[Task]: Write the next part of the Missouri appeals court opinion on Brenda Dumler's title dispute with Nationstar, starting right after its final sentence.

[Selected text]:
-- Begin --
Court of Appeals of Missouri, Western District, Second Division

July 2, 2019

BRENDA DUMLER, ET AL., Respondents,

          Appeal from the Circuit Court of Jackson County, Missouri The Honorable Jack Richard Grate, Judge.

          Before: Thomas N. Chapman, Presiding Judge, Mark D. Pfeiffer, and Cynthia L. Martin, Judges

          Thomas N. Chapman, Presiding Judge.

         The Nationstar Mortgage, LLC, (Nationstar) appeals from the circuit court's judgment quieting title to Brenda Dumler's (Brenda) property[1] and awarding her damages for slander of title based upon Nationstar's refusal to release a deed of trust that purported to maintain a mortgage lien on Brenda's real estate. Nationstar argues that Brenda's actions to quiet title and for slander of title were barred by the applicable statutes of limitation; and that the judgment for slander of title was not supported by substantial evidence. We affirm and remand solely for the circuit court to determine Brenda's reasonable attorneys' fees on appeal and enter judgment accordingly.

         Facts & Procedure [2]

         Brenda and her husband Emmanuel Dumler (Emmanuel) purchased a home in Lee's Summit, Missouri. Brenda and Emmanuel owned the property as tenants by the entirety. In 2005, Emmanuel filed a Uniform Residential Loan Application, seeking to borrow $624, 000.00 from Countrywide Bank, N.A., (Countrywide) using the couple's Lee's Summit home as collateral. On December 21, 2005, while Brenda was recovering from an emergency appendectomy, Emmanuel traveled to St. Louis, Missouri, to finalize the residential loan documents.

         Emmanuel executed an Adjustable Rate Note (Note), promising to repay the principal loan of $624, 000.00 plus accrued interest. On December 21, 2005, Emmanuel also executed the deed of trust (Deed of Trust), granting Countrywide a lien interest in the couple's home as security for the loan. Brenda did not execute the Note or Deed of Trust, was not present for the closing of the loan, and did not intend to grant Countrywide an interest in the couple's home. Subsequently, Countrywide was acquired by Bank of America.

         Emmanuel made the monthly payments ($4, 071.59) on the loan until his death in May of 2013. Following Emmanuel's death, Brenda went to Bank of America to find out where she stood with respect to the loan that Emmanuel had procured. She was informed by Bank of America employees that they could not discuss the loan with her because her "name was not on the loan."

         In July 2013, Nationstar acquired all of the servicing and ownership rights to the Note held by Bank of America. In January 2015, Brenda's counsel sent a letter to Nationstar requesting that it contact him "to discuss [Nationstar's] attempt at collecting what appear[ed] to be an invalid mortgage." In April 2015, Brenda's counsel sent Nationstar another letter, advising that the mortgage issued to Emmanuel was invalid in that it purported to encumber real property that had been owned by Brenda and Emmanuel as tenants by the entirety, but was signed by Emmanuel alone. The April 2015 letter requested that Nationstar "remove the lien filed in Jackson County, Missouri on 19 January 2006…" In June 2015, CSM Foreclosure Trustee Corporation (CSM) (which had been retained by Nationstar to assert its interests under the Note and Deed of Trust) sent a letter to Brenda, informing her that she had not signed the Deed of Trust and that her "legal interest in the property remain[ed] outstanding." In an attempt to reform the original Deed of Trust, CSM enclosed with the letter a Consent and Ratification Agreement, which provided, among other things, as follows:

Brenda Sue Dumler hereby grants and conveys to Countrywide Bank, N.A. and its successors and assigns, a complete lien interest in the Premises equal and commensurate with that conveyed by the Deed of trust as and if she had originally signed the document.
-- End --
[Information shown]:
-- Begin --
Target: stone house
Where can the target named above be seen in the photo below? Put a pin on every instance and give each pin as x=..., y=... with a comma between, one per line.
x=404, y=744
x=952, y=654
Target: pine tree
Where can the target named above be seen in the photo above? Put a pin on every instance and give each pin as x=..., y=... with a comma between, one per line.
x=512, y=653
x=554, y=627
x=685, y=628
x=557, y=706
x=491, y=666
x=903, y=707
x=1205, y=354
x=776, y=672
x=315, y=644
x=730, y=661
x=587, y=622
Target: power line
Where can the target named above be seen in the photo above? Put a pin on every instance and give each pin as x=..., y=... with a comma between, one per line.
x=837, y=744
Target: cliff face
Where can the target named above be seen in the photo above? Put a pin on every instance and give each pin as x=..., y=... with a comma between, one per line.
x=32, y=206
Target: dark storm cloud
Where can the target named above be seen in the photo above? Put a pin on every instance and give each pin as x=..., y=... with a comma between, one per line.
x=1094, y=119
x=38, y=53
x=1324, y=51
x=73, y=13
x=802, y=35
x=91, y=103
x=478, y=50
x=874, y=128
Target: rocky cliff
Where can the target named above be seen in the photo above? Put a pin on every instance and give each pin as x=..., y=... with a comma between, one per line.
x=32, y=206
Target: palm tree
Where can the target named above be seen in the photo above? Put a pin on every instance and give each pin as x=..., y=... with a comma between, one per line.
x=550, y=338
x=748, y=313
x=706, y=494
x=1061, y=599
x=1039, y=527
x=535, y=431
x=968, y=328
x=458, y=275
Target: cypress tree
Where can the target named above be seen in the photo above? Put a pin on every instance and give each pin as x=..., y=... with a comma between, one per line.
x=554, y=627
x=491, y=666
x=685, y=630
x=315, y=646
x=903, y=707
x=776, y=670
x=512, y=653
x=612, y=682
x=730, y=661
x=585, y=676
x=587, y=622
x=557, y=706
-- End --
[Answer for this exercise]:
         The letter threatened Brenda with a lawsuit if she did not execute the ratification agreement.

         In July 2015, Brenda's counsel sent a letter responding to CSM's June correspondence. The letter advised CSM that Nationstar had no "basis in law or equity to assert a claim against" Brenda or against Emmanuel's estate (as the period for filing claims had run). Brenda's counsel also demanded that Nationstar "remove [its] invalid lien by filing the appropriate release with the recorder of deeds office for Jackson County, Missouri." Nationstar did not release its lien on Brenda's real property.

         On May 5, 2016, Brenda filed suit against Nationstar to quiet title to the home, for slander of title, for a declaratory judgment declaring the Deed of Trust invalid, and for attorneys' fees. In response, Nationstar filed a counterclaim for declaratory relief which asked the circuit court to declare that its Deed of Trust represented a valid lien against the property. At trial, Brenda testified that she had accumulated approximately $30, 000.00 in attorneys' fees as a result of her efforts to have Nationstar's lien set aside and asked the circuit court to quiet title by declaring the property hers (free and clear of Nationstar's lien) so that she could sell it.

         The circuit court entered judgment in favor of Brenda and against Nationstar, finding that Brenda did not sign the Note or Deed of Trust, declaring Brenda the sole owner of the property, and declaring Nationstar's Deed of Trust to be an invalid lien against the property. The circuit court also found Nationstar liable for slander of title in that it "wrongfully declared an interest in the property by refusing to remove its claim to the title to the home and publishing those statements to the public through the Jackson County, Missouri Recorder of Deeds in the form of the Deed of Trust." The circuit court found that Brenda did not plead or prove specific damages. It awarded Brenda $25, 000.00 as damages for slander of title and $5, 000.00 in attorneys' fees.

         Nationstar timely appeals.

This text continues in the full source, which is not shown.